Short exercise ▸
Copy the lines below verbatim, from the first one through the line containing "left=13, top=9, right=243, bottom=170", including both ends. Leave the pictures out of your copy.

Data shown ▸
** Start **
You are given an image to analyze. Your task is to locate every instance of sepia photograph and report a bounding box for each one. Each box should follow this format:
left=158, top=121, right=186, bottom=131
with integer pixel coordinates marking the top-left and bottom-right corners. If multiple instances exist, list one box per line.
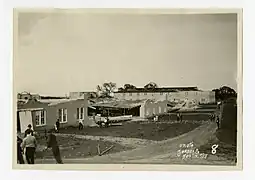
left=13, top=9, right=243, bottom=170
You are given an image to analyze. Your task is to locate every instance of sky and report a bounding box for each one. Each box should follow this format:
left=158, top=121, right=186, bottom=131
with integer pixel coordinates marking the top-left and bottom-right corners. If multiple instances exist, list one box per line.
left=14, top=12, right=237, bottom=96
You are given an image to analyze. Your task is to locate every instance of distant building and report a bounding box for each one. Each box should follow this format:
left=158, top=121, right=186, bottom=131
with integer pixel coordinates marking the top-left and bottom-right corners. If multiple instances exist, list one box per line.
left=69, top=91, right=97, bottom=99
left=17, top=92, right=40, bottom=100
left=114, top=87, right=215, bottom=104
left=17, top=96, right=94, bottom=132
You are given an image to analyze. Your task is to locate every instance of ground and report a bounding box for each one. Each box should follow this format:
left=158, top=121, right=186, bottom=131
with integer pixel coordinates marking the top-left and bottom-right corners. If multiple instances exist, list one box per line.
left=61, top=122, right=201, bottom=141
left=33, top=102, right=236, bottom=165
left=36, top=136, right=131, bottom=159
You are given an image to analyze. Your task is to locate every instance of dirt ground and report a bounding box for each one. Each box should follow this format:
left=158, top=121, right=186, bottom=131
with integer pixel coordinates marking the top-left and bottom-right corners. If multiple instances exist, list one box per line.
left=36, top=136, right=131, bottom=159
left=60, top=121, right=201, bottom=141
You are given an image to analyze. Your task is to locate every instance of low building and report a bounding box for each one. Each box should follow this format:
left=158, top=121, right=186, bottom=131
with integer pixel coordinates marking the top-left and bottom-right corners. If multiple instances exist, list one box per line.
left=17, top=92, right=40, bottom=100
left=69, top=91, right=97, bottom=99
left=114, top=87, right=215, bottom=104
left=17, top=97, right=93, bottom=132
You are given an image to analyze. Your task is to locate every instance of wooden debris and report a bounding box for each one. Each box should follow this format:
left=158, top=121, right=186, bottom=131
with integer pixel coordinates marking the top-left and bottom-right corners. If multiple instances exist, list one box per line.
left=99, top=145, right=114, bottom=156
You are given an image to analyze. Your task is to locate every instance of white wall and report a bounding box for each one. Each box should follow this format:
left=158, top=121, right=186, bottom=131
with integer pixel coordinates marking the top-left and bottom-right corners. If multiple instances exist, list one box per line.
left=114, top=91, right=215, bottom=103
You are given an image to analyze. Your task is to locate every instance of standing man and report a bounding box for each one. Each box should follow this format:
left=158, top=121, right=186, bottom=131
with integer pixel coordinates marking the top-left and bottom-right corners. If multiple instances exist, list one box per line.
left=17, top=136, right=25, bottom=164
left=56, top=119, right=60, bottom=133
left=22, top=131, right=37, bottom=164
left=177, top=113, right=180, bottom=121
left=24, top=124, right=34, bottom=138
left=216, top=116, right=220, bottom=129
left=79, top=119, right=83, bottom=130
left=45, top=131, right=63, bottom=164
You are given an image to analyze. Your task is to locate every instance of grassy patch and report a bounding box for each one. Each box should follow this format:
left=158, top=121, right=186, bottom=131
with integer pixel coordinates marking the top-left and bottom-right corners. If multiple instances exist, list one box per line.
left=36, top=137, right=130, bottom=158
left=61, top=122, right=200, bottom=141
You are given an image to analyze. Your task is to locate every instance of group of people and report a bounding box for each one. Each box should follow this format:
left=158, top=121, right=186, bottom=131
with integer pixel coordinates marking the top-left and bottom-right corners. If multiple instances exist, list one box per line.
left=17, top=124, right=63, bottom=164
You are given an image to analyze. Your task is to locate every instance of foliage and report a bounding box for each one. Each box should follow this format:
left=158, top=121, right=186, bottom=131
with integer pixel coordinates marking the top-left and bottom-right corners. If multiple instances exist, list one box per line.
left=144, top=82, right=158, bottom=89
left=212, top=86, right=237, bottom=101
left=97, top=82, right=116, bottom=97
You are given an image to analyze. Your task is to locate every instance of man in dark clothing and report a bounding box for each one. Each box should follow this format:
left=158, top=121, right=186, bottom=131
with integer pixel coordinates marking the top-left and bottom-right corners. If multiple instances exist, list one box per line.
left=24, top=124, right=34, bottom=138
left=22, top=131, right=37, bottom=164
left=56, top=119, right=60, bottom=133
left=17, top=136, right=25, bottom=164
left=177, top=113, right=180, bottom=121
left=216, top=117, right=220, bottom=129
left=46, top=131, right=63, bottom=164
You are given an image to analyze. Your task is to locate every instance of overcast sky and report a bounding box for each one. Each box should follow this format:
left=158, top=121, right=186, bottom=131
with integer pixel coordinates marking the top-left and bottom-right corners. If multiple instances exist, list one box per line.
left=14, top=13, right=237, bottom=95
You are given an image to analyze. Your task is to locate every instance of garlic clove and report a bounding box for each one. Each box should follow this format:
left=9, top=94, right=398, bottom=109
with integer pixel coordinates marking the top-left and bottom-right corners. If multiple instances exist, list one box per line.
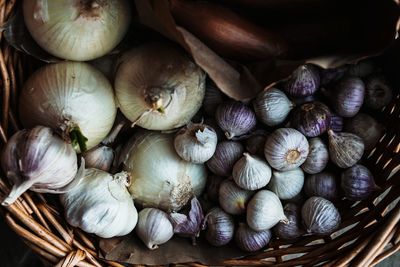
left=264, top=128, right=309, bottom=171
left=328, top=130, right=364, bottom=168
left=268, top=168, right=304, bottom=200
left=135, top=208, right=174, bottom=250
left=218, top=179, right=254, bottom=215
left=232, top=153, right=271, bottom=190
left=246, top=190, right=287, bottom=231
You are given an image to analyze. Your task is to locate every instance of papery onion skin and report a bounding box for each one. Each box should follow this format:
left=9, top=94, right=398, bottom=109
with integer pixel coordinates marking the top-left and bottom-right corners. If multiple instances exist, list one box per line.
left=272, top=203, right=305, bottom=240
left=291, top=101, right=331, bottom=137
left=344, top=113, right=384, bottom=150
left=332, top=77, right=365, bottom=117
left=215, top=101, right=257, bottom=139
left=341, top=164, right=379, bottom=201
left=114, top=43, right=206, bottom=130
left=285, top=64, right=320, bottom=97
left=19, top=62, right=117, bottom=152
left=301, top=197, right=341, bottom=235
left=23, top=0, right=131, bottom=61
left=264, top=128, right=309, bottom=171
left=304, top=172, right=339, bottom=201
left=120, top=131, right=207, bottom=212
left=253, top=88, right=294, bottom=126
left=234, top=223, right=272, bottom=252
left=207, top=141, right=244, bottom=177
left=301, top=137, right=329, bottom=174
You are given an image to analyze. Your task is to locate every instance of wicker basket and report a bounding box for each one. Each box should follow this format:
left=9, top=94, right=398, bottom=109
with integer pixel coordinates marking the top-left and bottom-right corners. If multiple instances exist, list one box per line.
left=0, top=0, right=400, bottom=267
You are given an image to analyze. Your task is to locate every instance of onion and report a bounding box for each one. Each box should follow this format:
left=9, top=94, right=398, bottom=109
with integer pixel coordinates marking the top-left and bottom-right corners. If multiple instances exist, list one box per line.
left=115, top=43, right=205, bottom=130
left=120, top=131, right=207, bottom=212
left=22, top=0, right=131, bottom=61
left=19, top=62, right=117, bottom=151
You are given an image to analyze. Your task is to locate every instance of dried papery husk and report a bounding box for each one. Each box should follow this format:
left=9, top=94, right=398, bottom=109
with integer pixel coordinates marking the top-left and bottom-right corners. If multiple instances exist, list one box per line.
left=301, top=197, right=341, bottom=235
left=120, top=130, right=207, bottom=212
left=328, top=130, right=364, bottom=168
left=114, top=43, right=205, bottom=130
left=246, top=190, right=287, bottom=231
left=232, top=153, right=271, bottom=190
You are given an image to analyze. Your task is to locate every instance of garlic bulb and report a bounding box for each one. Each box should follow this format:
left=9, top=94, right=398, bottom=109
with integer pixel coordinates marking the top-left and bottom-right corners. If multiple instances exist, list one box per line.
left=264, top=128, right=309, bottom=171
left=268, top=168, right=304, bottom=199
left=1, top=126, right=78, bottom=205
left=234, top=223, right=272, bottom=252
left=207, top=141, right=244, bottom=176
left=301, top=137, right=329, bottom=174
left=218, top=179, right=254, bottom=215
left=232, top=153, right=271, bottom=190
left=174, top=124, right=218, bottom=163
left=328, top=130, right=364, bottom=168
left=19, top=62, right=117, bottom=152
left=114, top=43, right=206, bottom=130
left=135, top=208, right=174, bottom=250
left=22, top=0, right=131, bottom=61
left=246, top=190, right=287, bottom=231
left=120, top=131, right=207, bottom=212
left=301, top=197, right=341, bottom=235
left=253, top=88, right=294, bottom=126
left=205, top=207, right=235, bottom=246
left=82, top=145, right=115, bottom=172
left=60, top=168, right=138, bottom=238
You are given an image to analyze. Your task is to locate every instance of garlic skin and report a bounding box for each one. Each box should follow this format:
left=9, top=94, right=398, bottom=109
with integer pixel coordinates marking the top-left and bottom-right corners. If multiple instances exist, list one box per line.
left=114, top=43, right=206, bottom=130
left=218, top=179, right=254, bottom=215
left=301, top=137, right=329, bottom=174
left=174, top=124, right=218, bottom=163
left=264, top=128, right=309, bottom=171
left=207, top=141, right=244, bottom=177
left=328, top=130, right=364, bottom=168
left=82, top=145, right=115, bottom=172
left=1, top=126, right=78, bottom=205
left=268, top=168, right=304, bottom=200
left=120, top=131, right=207, bottom=212
left=232, top=153, right=271, bottom=190
left=234, top=223, right=272, bottom=252
left=253, top=88, right=294, bottom=126
left=301, top=197, right=341, bottom=235
left=246, top=190, right=287, bottom=231
left=135, top=208, right=174, bottom=250
left=60, top=168, right=138, bottom=238
left=22, top=0, right=131, bottom=61
left=205, top=207, right=235, bottom=246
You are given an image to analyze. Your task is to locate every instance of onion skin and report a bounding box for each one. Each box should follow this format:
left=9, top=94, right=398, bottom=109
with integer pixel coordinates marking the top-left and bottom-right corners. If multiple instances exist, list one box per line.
left=284, top=64, right=320, bottom=97
left=344, top=113, right=384, bottom=150
left=301, top=137, right=329, bottom=174
left=341, top=164, right=380, bottom=201
left=207, top=141, right=244, bottom=177
left=23, top=0, right=131, bottom=61
left=170, top=0, right=287, bottom=60
left=328, top=130, right=364, bottom=168
left=291, top=101, right=331, bottom=137
left=215, top=102, right=257, bottom=139
left=304, top=172, right=339, bottom=201
left=273, top=203, right=305, bottom=240
left=365, top=74, right=393, bottom=110
left=332, top=77, right=365, bottom=117
left=114, top=43, right=206, bottom=130
left=19, top=62, right=117, bottom=152
left=301, top=197, right=341, bottom=235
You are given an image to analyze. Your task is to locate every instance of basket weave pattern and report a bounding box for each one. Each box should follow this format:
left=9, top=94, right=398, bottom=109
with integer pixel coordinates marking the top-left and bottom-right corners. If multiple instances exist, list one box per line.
left=0, top=0, right=400, bottom=267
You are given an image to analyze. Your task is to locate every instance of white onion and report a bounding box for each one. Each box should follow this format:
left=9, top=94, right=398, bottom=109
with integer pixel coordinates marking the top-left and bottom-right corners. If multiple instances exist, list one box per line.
left=23, top=0, right=131, bottom=61
left=19, top=62, right=117, bottom=151
left=120, top=131, right=207, bottom=212
left=114, top=43, right=205, bottom=130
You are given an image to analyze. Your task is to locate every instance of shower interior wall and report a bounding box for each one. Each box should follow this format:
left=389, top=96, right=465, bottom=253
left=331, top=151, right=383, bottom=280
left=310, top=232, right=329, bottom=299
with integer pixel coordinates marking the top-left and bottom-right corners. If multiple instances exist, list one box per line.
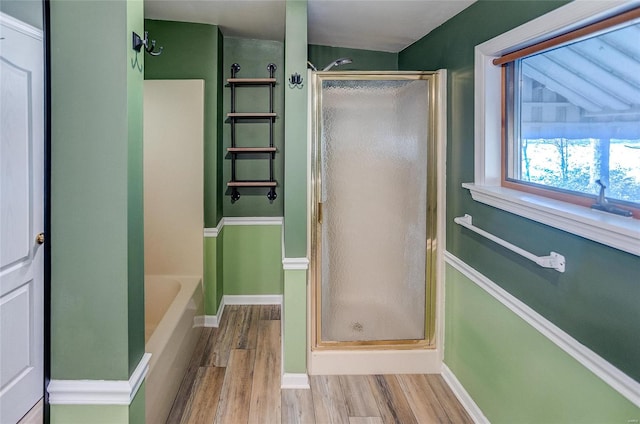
** End **
Written reply ▸
You are given an image to analyze. Your task is to locate every instance of sepia photograph and report a bounding box for each one. Each box should follow this format:
left=158, top=121, right=186, bottom=131
with integer pixel coordinates marking the top-left and bottom-right corners. If multiple instances exist, list one box per line.
left=13, top=9, right=243, bottom=170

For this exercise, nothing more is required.